▶ _EXERCISE OBJECTIVE_
Which lines in the data contain the word "target"? Please copy each of them.

▶ _DATASET EXTRACT_
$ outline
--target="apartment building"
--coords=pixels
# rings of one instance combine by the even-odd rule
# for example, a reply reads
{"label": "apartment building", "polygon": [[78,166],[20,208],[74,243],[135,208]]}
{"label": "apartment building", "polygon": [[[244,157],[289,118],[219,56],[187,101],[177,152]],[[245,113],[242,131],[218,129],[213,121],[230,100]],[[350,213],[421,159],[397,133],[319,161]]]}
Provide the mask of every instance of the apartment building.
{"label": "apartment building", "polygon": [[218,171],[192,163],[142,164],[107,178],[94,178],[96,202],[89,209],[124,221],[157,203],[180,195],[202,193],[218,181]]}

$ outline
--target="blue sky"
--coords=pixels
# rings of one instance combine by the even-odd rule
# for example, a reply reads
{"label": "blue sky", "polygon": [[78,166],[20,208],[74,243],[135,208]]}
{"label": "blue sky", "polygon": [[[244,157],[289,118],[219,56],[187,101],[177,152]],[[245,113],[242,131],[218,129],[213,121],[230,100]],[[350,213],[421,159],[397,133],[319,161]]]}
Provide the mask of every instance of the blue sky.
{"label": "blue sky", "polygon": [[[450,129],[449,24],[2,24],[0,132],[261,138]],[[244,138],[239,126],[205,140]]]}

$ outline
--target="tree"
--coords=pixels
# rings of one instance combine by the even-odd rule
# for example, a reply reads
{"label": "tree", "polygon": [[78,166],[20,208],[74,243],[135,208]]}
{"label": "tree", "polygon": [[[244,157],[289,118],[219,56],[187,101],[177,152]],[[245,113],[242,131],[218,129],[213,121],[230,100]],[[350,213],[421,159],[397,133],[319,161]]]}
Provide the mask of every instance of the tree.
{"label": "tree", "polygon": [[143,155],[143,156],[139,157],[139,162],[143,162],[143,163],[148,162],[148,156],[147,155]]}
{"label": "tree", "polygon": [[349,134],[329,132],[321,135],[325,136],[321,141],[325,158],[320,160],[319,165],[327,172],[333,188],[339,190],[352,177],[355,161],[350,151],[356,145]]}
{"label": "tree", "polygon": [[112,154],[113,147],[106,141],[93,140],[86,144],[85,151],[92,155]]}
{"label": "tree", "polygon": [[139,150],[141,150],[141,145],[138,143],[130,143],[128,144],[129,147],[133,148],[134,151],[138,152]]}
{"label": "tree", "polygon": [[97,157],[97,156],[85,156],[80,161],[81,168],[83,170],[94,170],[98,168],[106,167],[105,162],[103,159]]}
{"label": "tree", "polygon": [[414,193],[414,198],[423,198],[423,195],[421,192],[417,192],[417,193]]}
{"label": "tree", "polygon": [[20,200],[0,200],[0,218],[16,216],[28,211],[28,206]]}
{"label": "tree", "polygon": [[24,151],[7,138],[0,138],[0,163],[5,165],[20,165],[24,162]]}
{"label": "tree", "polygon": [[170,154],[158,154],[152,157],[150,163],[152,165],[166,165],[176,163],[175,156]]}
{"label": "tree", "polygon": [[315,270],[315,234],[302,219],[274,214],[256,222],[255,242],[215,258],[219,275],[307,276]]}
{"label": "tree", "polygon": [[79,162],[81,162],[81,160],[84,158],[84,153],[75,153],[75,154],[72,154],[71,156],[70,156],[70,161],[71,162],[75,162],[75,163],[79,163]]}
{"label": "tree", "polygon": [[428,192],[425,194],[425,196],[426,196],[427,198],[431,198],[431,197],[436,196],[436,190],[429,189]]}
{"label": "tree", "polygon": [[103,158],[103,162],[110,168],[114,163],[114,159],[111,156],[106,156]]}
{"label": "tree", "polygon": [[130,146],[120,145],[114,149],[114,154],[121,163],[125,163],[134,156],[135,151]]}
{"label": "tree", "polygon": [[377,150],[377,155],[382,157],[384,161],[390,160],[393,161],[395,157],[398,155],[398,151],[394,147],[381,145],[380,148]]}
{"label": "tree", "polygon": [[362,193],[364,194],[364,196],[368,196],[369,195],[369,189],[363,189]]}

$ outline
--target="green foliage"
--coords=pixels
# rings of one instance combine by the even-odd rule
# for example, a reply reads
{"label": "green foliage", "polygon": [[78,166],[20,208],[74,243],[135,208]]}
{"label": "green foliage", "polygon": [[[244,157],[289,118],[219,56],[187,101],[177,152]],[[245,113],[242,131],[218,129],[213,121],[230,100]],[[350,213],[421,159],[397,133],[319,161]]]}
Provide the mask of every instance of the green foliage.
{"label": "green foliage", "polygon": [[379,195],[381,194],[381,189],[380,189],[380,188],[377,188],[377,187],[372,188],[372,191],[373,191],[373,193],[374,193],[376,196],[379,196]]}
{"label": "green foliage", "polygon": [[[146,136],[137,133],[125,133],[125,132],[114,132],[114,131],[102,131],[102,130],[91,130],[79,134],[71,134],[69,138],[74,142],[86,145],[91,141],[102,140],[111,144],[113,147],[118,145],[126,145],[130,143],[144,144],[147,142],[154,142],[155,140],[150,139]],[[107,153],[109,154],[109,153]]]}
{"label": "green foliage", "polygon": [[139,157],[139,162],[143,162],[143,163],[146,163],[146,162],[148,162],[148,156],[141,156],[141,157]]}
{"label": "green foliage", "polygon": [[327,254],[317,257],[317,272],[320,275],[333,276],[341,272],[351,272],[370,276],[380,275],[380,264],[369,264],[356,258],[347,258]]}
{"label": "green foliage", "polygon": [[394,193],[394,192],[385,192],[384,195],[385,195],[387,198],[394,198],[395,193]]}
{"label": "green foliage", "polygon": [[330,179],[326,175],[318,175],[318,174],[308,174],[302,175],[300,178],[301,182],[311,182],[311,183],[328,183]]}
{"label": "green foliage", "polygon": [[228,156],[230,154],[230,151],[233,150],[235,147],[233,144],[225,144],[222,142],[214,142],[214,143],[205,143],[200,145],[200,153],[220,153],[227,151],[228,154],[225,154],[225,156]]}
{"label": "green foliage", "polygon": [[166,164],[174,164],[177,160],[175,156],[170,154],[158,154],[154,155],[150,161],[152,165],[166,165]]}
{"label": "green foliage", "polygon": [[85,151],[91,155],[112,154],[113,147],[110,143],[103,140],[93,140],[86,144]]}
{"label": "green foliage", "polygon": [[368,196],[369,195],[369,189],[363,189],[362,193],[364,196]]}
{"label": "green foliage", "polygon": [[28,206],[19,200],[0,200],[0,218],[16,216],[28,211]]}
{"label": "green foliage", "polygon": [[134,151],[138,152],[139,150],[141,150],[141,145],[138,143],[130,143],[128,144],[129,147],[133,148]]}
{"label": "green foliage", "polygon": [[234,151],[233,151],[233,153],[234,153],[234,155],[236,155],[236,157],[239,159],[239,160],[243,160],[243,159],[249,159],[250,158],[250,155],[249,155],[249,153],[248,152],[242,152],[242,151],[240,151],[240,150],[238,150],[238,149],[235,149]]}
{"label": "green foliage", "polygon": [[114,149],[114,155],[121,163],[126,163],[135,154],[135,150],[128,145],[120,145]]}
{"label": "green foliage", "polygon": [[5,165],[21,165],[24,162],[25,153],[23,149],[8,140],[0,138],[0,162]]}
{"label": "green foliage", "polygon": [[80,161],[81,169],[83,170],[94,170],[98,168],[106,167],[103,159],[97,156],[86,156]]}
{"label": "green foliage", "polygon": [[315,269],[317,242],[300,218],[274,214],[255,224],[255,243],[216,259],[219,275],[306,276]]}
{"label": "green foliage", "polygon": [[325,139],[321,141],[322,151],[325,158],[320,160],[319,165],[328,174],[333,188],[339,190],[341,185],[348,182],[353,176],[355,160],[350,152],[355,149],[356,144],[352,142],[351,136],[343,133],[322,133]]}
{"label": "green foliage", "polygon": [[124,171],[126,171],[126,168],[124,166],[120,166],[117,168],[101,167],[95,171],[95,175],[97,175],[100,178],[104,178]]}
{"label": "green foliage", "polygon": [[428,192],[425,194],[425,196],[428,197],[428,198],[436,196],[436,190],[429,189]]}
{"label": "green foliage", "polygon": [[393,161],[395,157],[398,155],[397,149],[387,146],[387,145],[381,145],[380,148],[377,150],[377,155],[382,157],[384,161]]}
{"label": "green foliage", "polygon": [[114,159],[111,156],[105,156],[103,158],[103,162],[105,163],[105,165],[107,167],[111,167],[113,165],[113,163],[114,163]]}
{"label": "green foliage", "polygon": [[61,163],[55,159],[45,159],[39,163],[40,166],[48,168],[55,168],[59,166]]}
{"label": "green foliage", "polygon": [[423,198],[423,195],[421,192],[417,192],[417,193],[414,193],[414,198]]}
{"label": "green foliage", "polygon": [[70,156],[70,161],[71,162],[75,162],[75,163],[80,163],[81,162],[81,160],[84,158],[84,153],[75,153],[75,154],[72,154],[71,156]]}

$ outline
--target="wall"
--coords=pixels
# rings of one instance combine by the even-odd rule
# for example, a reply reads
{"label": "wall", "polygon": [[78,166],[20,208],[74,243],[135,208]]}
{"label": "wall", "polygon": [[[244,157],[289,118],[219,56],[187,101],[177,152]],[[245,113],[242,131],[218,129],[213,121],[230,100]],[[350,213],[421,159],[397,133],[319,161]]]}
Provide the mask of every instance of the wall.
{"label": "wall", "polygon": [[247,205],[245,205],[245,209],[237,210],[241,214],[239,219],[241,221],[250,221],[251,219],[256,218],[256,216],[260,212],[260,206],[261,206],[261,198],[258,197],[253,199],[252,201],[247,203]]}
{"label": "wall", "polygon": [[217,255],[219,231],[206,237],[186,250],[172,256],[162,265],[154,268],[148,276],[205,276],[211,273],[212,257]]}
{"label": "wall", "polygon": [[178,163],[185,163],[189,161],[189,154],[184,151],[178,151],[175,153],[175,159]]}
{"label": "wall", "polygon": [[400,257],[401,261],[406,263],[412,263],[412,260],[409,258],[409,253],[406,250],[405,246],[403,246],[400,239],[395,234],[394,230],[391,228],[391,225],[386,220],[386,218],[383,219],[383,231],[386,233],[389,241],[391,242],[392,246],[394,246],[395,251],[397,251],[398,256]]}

▶ _REPLY TO THE TASK_
--target="apartment building"
--target="blue sky"
--target="tree"
--target="green foliage"
--target="wall"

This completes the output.